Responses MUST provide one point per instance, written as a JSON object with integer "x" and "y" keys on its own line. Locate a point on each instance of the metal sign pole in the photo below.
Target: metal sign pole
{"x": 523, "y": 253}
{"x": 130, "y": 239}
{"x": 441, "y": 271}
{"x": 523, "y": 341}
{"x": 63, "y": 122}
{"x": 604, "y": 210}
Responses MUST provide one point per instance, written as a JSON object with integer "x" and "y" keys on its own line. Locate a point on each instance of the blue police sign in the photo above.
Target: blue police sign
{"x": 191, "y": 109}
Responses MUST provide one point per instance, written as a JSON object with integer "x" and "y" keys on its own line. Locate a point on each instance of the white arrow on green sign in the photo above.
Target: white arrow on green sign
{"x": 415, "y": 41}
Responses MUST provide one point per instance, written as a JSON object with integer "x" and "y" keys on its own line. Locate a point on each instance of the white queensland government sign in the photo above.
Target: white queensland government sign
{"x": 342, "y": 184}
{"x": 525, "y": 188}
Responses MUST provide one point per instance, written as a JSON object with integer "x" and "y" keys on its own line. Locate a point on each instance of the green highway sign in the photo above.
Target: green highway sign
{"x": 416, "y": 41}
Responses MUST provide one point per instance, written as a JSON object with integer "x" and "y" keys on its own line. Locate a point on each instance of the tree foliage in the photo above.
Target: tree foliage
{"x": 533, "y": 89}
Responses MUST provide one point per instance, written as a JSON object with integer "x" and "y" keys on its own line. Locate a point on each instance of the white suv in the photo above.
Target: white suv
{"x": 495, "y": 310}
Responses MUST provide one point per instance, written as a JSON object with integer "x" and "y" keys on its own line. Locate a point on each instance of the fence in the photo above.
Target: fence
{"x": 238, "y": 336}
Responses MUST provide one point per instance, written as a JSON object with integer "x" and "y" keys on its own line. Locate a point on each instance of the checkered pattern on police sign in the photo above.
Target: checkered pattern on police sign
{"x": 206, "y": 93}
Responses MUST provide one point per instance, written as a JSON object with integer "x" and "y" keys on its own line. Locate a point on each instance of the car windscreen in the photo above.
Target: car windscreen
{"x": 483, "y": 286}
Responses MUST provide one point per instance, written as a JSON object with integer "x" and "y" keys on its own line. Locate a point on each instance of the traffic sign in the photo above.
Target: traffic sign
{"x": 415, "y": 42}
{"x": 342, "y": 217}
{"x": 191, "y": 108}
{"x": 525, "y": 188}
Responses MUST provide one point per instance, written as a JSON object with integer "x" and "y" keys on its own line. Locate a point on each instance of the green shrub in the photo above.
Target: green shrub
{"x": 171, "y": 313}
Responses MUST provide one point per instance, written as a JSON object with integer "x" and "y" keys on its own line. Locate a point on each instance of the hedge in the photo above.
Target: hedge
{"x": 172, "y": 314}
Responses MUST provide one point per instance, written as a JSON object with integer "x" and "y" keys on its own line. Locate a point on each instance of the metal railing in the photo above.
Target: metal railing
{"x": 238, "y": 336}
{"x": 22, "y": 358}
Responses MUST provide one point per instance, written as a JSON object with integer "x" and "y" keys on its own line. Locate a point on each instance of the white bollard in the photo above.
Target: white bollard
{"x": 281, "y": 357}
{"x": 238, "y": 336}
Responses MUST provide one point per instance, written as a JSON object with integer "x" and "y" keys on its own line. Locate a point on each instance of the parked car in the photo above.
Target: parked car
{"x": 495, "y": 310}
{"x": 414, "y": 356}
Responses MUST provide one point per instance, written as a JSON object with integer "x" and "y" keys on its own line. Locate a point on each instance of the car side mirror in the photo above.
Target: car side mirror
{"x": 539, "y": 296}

* * * * * * *

Extract, exactly, the lines above that begin at the line containing "on police sign in the photo above." and end at the final line of the records; add no other text.

Responses MUST provide one point per instance, written as a JSON object with integer "x" and "y" keys on its own line. Locate a point on each instance of the checkered pattern on police sign in the photo above.
Target: checkered pattern on police sign
{"x": 206, "y": 93}
Responses MUST provide one point per instance, written as a JSON object with integer "x" and "y" keys on its own line. Locate a point on each instance of the car windscreen in the photo above.
Target: car windscreen
{"x": 483, "y": 286}
Responses MUST provide one point per instance, written as a JSON object with integer "x" and "y" keys on its own line. Locate a point on each instance of the traffic sign in the photo above.
Target: traffic sign
{"x": 415, "y": 42}
{"x": 342, "y": 217}
{"x": 191, "y": 108}
{"x": 525, "y": 188}
Responses MUST provide one point per instance, written as a JSON object with integer "x" and "y" keys on its own line. Locate a point on each instance of the green shrub in the photo above.
Target: green shrub
{"x": 171, "y": 313}
Responses MUST provide one point per instance, written as a JSON object with integer "x" and "y" keys on its own line. Locate a point on each instance of the hedge in the photo above.
Target: hedge
{"x": 172, "y": 314}
Responses MUST provide one point per instance, written as a JSON object with integer "x" and "y" keys on its own line. Locate a point on each instance of the metal railing in the photo above.
Target: metal railing
{"x": 238, "y": 336}
{"x": 22, "y": 358}
Responses MUST provide one point per instance, written as a JSON object with integer "x" and "y" keys on its own line. Locate a point on each instance of the white bollard in the photo above.
Target: white bollard
{"x": 281, "y": 357}
{"x": 238, "y": 336}
Responses MUST provide one point per instance, written as a JSON object with integer "x" and "y" keys on its own line. Locate a point on each instance of the parked car in the photo above.
Target: parked car
{"x": 495, "y": 310}
{"x": 414, "y": 356}
Responses MUST provide one point per instance, written as a JSON object with integer "x" and "y" keys on its own line. Locate a point on each instance of the car side mirror in the photo above.
Target: car side mirror
{"x": 539, "y": 296}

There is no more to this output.